[Location labeling records]
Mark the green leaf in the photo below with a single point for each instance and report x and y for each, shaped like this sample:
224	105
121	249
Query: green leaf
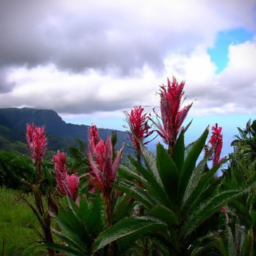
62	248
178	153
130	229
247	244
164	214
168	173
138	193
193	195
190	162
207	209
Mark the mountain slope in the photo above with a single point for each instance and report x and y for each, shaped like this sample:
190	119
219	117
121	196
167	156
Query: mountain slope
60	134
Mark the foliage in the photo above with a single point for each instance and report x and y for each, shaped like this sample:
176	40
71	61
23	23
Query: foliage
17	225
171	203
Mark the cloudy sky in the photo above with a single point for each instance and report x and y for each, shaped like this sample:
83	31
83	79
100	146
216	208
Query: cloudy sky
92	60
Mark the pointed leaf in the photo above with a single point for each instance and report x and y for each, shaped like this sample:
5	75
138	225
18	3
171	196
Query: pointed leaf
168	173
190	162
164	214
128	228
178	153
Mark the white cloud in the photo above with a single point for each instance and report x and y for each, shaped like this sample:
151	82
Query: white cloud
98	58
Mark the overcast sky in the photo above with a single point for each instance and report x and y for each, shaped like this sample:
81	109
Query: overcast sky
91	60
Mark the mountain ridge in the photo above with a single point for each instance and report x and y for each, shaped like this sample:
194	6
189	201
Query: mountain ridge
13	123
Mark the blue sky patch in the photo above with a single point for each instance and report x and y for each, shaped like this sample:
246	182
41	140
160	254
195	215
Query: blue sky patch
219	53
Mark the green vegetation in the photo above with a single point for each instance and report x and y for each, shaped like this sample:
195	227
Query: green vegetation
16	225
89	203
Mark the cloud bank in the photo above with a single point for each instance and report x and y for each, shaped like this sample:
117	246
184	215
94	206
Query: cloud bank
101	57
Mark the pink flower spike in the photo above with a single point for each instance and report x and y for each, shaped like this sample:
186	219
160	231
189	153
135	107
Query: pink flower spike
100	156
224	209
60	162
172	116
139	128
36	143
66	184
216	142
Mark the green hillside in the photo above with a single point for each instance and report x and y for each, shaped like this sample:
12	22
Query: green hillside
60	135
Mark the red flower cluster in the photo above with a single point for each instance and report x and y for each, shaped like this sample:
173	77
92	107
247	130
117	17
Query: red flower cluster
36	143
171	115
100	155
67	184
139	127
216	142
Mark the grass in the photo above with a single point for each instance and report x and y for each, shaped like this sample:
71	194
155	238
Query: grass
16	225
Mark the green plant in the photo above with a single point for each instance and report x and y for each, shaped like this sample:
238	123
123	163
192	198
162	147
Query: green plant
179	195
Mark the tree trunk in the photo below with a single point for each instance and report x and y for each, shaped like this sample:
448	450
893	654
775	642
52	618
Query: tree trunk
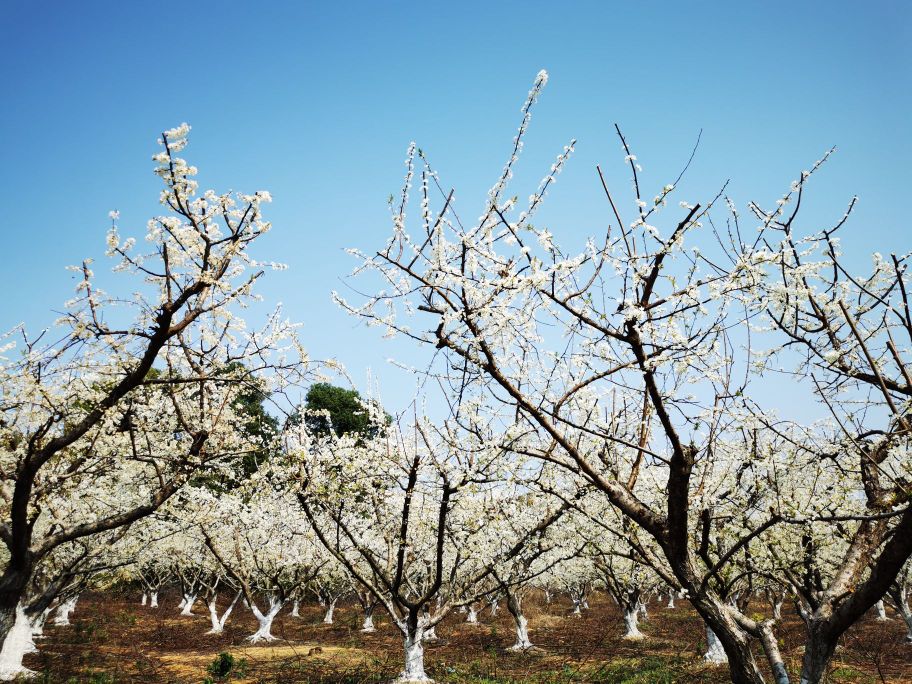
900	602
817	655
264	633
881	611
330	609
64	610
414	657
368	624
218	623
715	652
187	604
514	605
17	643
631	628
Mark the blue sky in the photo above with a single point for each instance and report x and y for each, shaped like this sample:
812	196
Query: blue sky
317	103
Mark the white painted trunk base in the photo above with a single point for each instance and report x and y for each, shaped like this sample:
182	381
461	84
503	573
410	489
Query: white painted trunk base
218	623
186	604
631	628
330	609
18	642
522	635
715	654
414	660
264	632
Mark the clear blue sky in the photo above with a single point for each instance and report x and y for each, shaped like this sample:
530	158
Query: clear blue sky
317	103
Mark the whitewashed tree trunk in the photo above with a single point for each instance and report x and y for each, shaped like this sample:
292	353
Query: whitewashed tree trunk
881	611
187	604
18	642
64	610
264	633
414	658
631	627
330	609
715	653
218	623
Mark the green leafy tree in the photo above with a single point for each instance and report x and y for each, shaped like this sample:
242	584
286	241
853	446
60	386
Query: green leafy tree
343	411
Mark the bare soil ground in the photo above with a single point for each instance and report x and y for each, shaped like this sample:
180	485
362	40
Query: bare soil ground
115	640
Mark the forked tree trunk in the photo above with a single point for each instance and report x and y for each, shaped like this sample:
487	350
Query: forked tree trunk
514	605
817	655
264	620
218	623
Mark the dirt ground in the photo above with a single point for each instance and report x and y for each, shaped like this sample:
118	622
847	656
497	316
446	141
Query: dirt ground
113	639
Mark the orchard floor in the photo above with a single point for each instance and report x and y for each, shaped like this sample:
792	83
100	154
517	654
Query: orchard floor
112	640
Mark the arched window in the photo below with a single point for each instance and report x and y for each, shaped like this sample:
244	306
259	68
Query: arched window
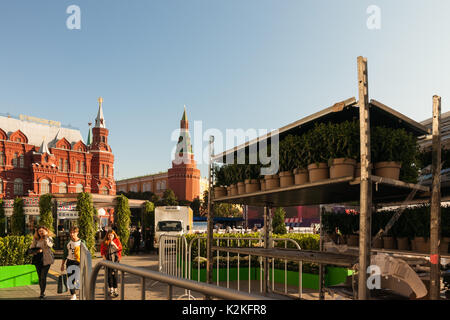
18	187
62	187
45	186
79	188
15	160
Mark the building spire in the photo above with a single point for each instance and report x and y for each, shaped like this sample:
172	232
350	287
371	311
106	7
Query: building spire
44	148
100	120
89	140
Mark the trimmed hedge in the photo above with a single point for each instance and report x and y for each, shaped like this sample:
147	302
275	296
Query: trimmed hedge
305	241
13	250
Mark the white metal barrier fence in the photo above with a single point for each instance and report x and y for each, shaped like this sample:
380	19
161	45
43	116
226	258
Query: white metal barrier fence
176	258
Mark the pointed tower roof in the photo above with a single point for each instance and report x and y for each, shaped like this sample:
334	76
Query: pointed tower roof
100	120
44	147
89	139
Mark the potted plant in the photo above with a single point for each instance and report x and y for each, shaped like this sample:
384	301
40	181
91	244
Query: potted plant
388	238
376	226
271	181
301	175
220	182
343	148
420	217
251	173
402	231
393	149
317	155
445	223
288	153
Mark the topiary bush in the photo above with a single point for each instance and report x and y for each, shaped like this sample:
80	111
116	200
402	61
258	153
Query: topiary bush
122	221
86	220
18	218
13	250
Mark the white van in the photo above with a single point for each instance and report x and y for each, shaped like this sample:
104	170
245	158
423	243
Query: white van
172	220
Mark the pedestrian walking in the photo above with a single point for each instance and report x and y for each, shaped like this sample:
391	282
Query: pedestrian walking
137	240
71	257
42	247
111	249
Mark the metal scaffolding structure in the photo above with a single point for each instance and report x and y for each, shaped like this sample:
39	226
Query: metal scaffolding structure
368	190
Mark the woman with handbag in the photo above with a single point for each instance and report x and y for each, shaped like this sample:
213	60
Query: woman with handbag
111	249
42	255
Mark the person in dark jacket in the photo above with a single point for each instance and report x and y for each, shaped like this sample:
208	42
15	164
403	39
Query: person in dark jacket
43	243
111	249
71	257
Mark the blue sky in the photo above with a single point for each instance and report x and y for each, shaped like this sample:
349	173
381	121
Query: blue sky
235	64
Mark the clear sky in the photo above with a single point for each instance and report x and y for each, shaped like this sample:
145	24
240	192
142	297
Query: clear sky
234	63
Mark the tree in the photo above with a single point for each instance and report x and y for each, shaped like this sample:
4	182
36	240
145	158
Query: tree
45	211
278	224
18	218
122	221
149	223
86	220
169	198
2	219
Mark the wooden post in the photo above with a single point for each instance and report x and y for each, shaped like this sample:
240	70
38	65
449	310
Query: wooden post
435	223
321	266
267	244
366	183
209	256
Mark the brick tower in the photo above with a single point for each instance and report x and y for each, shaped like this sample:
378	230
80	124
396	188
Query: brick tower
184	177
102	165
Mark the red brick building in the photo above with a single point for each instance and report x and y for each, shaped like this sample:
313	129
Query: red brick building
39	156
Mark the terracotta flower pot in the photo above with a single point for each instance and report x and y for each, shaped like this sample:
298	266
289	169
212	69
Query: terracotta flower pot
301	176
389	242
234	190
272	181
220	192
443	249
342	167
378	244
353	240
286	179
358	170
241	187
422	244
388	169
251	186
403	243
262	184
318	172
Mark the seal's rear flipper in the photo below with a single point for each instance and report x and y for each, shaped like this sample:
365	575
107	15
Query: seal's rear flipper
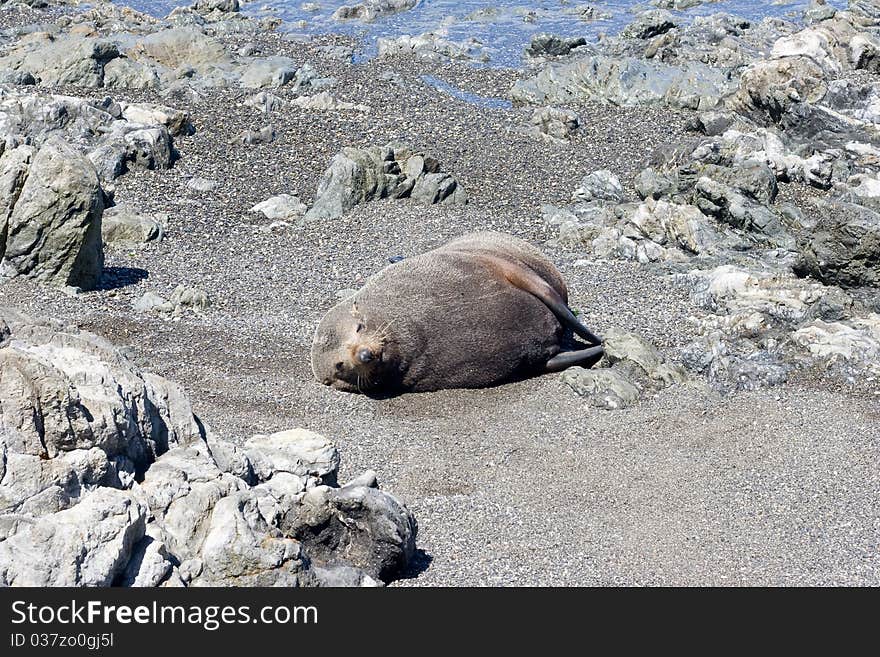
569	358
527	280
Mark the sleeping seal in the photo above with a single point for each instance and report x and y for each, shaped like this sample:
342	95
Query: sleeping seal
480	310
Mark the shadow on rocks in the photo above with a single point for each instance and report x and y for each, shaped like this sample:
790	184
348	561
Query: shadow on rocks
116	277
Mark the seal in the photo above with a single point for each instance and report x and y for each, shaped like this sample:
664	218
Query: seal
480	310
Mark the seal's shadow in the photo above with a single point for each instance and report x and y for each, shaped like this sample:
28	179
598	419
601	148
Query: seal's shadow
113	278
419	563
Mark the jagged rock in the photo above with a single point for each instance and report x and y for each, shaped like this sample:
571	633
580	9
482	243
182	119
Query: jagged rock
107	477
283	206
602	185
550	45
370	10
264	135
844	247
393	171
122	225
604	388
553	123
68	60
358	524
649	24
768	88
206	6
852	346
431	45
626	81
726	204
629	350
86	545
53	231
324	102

> **Instructions to follow**
Take the line that contains "Mark the wooden" as the first and the last line of the records as the end, and please quote those lines exactly, pictures omitted.

> **The response**
Mark the wooden post in the photo above with a single point for each instance and report x and y for each, shaped like this sample:
240	70
38	65
449	310
Query: wooden post
435	223
321	266
267	244
366	183
209	256
Mark the brick tower in the photo above with a single point for each instance and report x and y for each, shaped like this sample:
378	230
80	124
396	188
Query: brick tower
184	177
102	165
Mark the red brick building in the photo above with a single point for each instance and report x and y for each, shaped like this sample:
313	129
Query: red brick building
39	156
Mark the terracotta flower pot in the photo above with a single point for each instance and report x and y for each, shaped like this sample:
298	266
289	169
212	69
Query: terracotta flower pot
301	176
389	242
234	190
272	181
220	192
443	249
342	167
378	244
353	240
286	179
358	170
241	187
422	244
388	169
251	186
403	243
262	184
318	172
Mark the seal's rear flipper in the photo below with a single point for each instance and report x and y for each, shaped like this sample:
365	575
107	15
Query: seal's rear flipper
569	358
527	280
Mark the sleeping seal in the photo above with a single point for each instance and report x and y for each, shaped like this sample:
342	95
Query: sleeping seal
480	310
Mark the shadow on rocks in the photo above with a single point for each instance and report x and y for each, shaped like this sample:
790	184
348	561
Query: shadow on rocks
116	277
Mark the seal in the photo above with a single point for each instance and report x and y for each, shaped like this sample:
664	218
Query: seal
480	310
Mark the seal's shadow in the photo above with a single point for each instance and report x and y for each, shaped like this sample:
28	179
598	419
601	148
Query: seal's shadow
113	278
419	563
Mark the jagged rock in the photo above with a single point for each instance and report x and y for each, shaped like this sample:
571	633
580	9
482	243
182	119
Query: jagged rock
107	477
283	206
602	185
550	45
370	10
264	135
844	247
393	171
122	225
604	388
553	123
68	60
358	524
649	24
768	88
206	6
852	346
431	45
626	81
726	204
629	350
86	545
53	231
324	102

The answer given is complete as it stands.